COMPITO ASSEGNATO: Conta le righe delle voci riportate qui sotto in cui compare la parola "coat". Scrivi soltanto il numero.

VOCI FORNITE:
+ + + + +

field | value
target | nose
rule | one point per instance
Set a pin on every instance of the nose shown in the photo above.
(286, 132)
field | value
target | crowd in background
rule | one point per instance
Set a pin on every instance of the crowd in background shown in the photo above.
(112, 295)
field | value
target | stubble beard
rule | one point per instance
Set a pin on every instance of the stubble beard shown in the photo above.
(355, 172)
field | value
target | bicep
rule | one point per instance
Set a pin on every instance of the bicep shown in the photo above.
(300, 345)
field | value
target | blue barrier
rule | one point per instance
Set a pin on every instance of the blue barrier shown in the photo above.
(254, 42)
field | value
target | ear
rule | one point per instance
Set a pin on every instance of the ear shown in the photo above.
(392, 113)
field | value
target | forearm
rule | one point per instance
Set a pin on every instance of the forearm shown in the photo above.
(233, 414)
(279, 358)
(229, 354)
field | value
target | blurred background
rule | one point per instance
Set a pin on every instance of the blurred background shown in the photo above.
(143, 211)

+ + + + +

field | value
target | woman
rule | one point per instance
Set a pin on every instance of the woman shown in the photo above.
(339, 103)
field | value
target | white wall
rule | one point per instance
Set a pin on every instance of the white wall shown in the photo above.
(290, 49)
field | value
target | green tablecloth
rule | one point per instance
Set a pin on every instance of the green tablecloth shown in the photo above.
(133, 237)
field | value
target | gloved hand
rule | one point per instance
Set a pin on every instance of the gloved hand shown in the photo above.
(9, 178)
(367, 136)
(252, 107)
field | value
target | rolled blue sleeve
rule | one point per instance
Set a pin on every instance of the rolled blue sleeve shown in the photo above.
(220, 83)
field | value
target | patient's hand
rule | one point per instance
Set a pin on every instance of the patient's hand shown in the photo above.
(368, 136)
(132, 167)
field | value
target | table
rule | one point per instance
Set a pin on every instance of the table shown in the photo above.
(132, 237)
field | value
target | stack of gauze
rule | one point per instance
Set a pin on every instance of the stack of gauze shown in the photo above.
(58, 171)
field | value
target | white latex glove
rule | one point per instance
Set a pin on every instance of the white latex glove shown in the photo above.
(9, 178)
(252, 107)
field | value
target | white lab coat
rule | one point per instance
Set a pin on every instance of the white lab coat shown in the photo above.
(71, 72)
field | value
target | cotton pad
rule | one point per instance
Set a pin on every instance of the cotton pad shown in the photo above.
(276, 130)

+ + + + +

RISPOSTA SEGUENTE: 2